# 40g breeder - planted discus tank?



## Stellaluna (Jan 20, 2009)

I have a 40g breeder (36 x 18 x 17 high) that has recently been taken down, having been a Lake Tang setup for the past 5 years. I sold the fish off today and will scrub everything out and start completely from scratch. Got a couple of classic Eheims on it.

I want to plant it and keep some hatchets (maybe) and some discus as display fish - no breeding. I know they like to be kept in groups but is this tank too small for that? It has a relatively large footprint for its size so there is more room for territory than my narrow 55, to my way of thinking. 

I have kept many, many types of fish over the years and am a very successful fishkeeper, but have never kept discus and would love to have some.

Edit: Almost forgot - I have moderately hard, alkaline water (this is why I've not kept discus in the past) but I now understand that if they were raised locally and I am not intending to breed them I might not need to fuss too much about water chemistry. I have kept angels with great success in this water.


----------



## DarkRevoultions (Sep 5, 2008)

Stellaluna said:


> I have a 40g breeder (36 x 18 x 17 high) that has recently been taken down, having been a Lake Tang setup for the past 5 years. I sold the fish off today and will scrub everything out and start completely from scratch. Got a couple of classic Eheims on it.
> 
> I want to plant it and keep some hatchets (maybe) and some discus as display fish - no breeding. I know they like to be kept in groups but is this tank too small for that? It has a relatively large footprint for its size so there is more room for territory than my narrow 55, to my way of thinking.
> 
> ...


So you want to know if you can keep a discus in a 40 gallon tank? 

I got some good news and bad news for you.

Good news is you can keep discus in 20 gallon tanks, and the bad news is. They are delicate to the water quality...

Also, I raised discus before and they had eggs. now the petstore I gave the discus too didn't bother ordering the discus for the regular days  and I didn't bother getting store credits, I just wanted plants haha!

■ **Instruction 1**:
Write out the passage of the discus tank thread between "# 40g breeder" and "to have some.", inclusive.
■ **Instruction 2**:
Answer these questions from the discus tank thread:
(a) What are the dimensions of the 40g breeder?
(b) What kind of setup had the tank held for the past 5 years?
(c) Which fish has Stellaluna kept with great success in the moderately hard, alkaline water?
■ **Instruction 3**:
Proceed with the discus tank thread from its last sentence onward.

■ **Data excerpt**:
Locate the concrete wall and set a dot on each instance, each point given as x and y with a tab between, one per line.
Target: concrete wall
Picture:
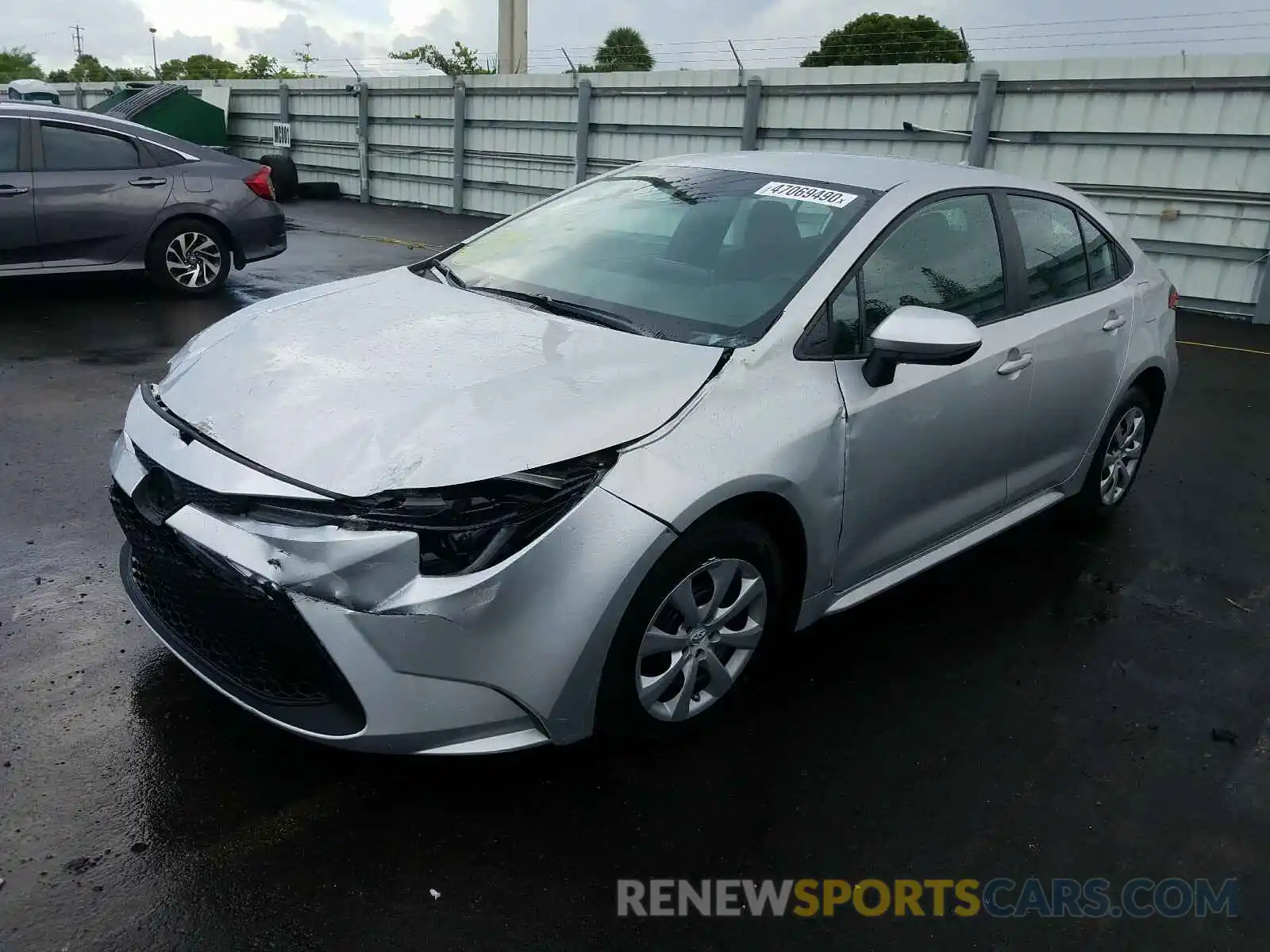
1175	149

■ **Task output 1**:
# 40g breeder - planted discus tank?



## Stellaluna (Jan 20, 2009)

I have a 40g breeder (36 x 18 x 17 high) that has recently been taken down, having been a Lake Tang setup for the past 5 years. I sold the fish off today and will scrub everything out and start completely from scratch. Got a couple of classic Eheims on it.

I want to plant it and keep some hatchets (maybe) and some discus as display fish - no breeding. I know they like to be kept in groups but is this tank too small for that? It has a relatively large footprint for its size so there is more room for territory than my narrow 55, to my way of thinking. 

I have kept many, many types of fish over the years and am a very successful fishkeeper, but have never kept discus and would love to have some.

■ **Task output 2**:
(a) 36 x 18 x 17 high
(b) A Lake Tang setup
(c) Angels

■ **Task output 3**:
Discus young are hard to raise. How hard was it for you?

I might not be able to reply to send me a message and I can get back to you ASAP


----------



## Bruno (Jun 11, 2009)

some discus (not the wild ones) can adapt fine to a not too much acid water ... keeping the PH on 7,0 (top) you can raise then fine. But if the tap water is the problem, you can use a buffer (discus buffer/seachem for example) and kep the PH at 6,6 to 6,8. The colours will be much better and so will be their life.

best regards !


----------



## JIM (May 27, 2009)

*ive had very good success in the past with discus bought from a local breeder, who raised the babies in my local hard alkaline water. Give it a shot, if you dont intend to breed them you may be pleasantly surprised.*


----------



## Leclair10 (Jun 22, 2009)

I agree with Jim!! Man I had my Discus in a PH of 7.8 and hard water,it worked fine. The ONLY time you should play around with PH is for breeding.
Discus like STABILITY!!! If you start playing with PH and its fluctuating up and down Discus will hate you!!! I've done this for 12+ years and yes I have bred lots of Discus. HTH


----------



## Stellaluna (Jan 20, 2009)

Thanks for all of the info - I took in a breeding pair of silver angels for the time being but depending on how they work out I will want to go ahead and get some discus for this tank when the angels move to their own bare spawning tank. I saw a good deal on some Hans discus a couple of weeks ago and they looked great to me, so it is encouraging that many have kept them in conditions similar to mine.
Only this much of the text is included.